=== Work instruction ===
The lines to copy are those with "before" in them. Pull each one from the entries below.

----------

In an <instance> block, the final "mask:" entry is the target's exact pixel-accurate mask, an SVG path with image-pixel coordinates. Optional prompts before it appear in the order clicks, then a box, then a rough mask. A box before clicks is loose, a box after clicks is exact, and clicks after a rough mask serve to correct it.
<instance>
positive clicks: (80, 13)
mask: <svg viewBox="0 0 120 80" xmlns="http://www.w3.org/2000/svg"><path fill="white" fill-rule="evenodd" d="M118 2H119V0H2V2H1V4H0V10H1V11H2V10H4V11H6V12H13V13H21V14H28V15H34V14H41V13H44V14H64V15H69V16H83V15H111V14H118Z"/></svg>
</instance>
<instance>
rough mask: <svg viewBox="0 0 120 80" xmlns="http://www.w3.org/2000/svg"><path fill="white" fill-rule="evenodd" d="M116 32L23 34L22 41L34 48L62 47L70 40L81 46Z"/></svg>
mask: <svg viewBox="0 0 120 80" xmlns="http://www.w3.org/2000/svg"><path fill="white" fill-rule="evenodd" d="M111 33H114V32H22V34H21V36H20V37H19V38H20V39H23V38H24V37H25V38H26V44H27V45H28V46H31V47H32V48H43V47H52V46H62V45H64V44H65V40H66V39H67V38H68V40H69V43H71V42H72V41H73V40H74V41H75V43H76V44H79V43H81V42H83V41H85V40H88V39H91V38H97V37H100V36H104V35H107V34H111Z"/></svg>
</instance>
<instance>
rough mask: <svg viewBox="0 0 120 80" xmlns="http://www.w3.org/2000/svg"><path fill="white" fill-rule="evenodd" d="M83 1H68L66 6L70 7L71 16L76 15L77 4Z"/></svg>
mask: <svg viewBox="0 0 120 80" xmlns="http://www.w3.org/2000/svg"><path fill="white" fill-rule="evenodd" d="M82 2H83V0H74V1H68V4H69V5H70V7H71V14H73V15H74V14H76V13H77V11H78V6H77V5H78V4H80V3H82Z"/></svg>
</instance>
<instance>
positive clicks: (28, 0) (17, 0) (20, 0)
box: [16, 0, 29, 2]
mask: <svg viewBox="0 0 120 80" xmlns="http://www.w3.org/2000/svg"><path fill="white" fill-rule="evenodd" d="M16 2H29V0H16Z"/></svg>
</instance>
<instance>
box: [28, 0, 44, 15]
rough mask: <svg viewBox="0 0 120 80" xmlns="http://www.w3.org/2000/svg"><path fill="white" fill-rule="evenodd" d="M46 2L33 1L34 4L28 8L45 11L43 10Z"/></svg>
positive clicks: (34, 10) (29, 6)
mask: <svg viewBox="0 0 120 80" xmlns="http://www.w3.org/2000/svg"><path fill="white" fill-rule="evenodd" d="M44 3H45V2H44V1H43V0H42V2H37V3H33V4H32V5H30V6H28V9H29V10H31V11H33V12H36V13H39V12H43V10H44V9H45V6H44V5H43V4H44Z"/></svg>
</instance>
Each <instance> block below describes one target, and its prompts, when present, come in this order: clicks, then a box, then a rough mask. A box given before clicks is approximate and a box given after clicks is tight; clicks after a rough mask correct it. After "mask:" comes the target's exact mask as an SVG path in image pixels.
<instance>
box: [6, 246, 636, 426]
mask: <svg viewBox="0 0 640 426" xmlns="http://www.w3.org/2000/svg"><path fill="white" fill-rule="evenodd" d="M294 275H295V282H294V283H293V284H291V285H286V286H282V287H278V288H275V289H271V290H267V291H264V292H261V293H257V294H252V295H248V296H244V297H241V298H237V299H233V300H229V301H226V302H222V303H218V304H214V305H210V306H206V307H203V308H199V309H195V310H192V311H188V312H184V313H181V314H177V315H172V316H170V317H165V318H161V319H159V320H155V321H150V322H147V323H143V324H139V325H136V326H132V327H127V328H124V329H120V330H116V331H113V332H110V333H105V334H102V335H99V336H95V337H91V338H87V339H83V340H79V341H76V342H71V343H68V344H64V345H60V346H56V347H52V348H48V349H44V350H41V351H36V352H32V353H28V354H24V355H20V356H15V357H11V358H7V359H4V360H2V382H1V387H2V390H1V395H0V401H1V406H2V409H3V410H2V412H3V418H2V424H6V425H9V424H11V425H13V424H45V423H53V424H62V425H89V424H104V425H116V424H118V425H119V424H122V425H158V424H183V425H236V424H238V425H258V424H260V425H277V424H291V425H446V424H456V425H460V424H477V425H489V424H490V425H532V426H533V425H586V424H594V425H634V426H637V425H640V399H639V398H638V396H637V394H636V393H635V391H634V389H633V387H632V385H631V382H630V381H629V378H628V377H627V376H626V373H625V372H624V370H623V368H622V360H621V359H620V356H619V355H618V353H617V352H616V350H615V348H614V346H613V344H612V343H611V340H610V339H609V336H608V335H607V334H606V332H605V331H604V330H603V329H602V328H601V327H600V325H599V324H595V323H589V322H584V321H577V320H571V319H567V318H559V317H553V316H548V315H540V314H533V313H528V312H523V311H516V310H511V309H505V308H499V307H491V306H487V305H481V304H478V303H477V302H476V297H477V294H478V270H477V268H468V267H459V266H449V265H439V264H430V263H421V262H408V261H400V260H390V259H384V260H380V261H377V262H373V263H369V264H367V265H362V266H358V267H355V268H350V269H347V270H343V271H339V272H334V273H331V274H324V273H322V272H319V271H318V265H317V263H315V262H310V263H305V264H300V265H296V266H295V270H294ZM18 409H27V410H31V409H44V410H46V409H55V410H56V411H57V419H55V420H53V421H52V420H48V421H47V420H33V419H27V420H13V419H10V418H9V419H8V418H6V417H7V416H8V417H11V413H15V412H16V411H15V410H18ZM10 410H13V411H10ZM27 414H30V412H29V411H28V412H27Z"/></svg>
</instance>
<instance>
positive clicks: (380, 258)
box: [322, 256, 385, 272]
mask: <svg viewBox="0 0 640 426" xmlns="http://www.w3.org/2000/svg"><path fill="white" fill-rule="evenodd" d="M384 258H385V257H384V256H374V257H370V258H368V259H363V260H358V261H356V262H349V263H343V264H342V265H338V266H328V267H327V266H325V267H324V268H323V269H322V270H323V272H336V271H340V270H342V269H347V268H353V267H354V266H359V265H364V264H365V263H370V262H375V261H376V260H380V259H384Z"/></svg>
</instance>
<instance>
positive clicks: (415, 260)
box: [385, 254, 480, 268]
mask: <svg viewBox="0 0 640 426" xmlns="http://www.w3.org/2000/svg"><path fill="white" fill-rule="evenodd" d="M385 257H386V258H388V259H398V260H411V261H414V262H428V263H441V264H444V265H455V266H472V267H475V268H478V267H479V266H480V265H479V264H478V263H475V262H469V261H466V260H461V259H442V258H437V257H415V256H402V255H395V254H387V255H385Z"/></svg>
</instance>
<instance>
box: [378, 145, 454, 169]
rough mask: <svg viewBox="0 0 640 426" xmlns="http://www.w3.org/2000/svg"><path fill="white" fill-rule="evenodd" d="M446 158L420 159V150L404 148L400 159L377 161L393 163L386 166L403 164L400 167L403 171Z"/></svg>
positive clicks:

----------

=== Response to this exercise ===
In an <instance> block, the final "mask:" entry is the target's exact pixel-accurate mask, an SVG path with image-pixel coordinates. Optional prompts before it appear in the order clicks, then a box, then a rough mask. A box before clicks is loose, a box after clicks is exact, and clicks after a rough mask serve to correct it.
Each <instance> block below describes one target, and its prompts, when present, come in this order: clicks, then a box, then a rough mask. A box given before clicks is approximate and a box given after clicks is tight; clicks after a rough mask correct it. After "mask:" comes the target's exact mask as an SVG path in image pixels.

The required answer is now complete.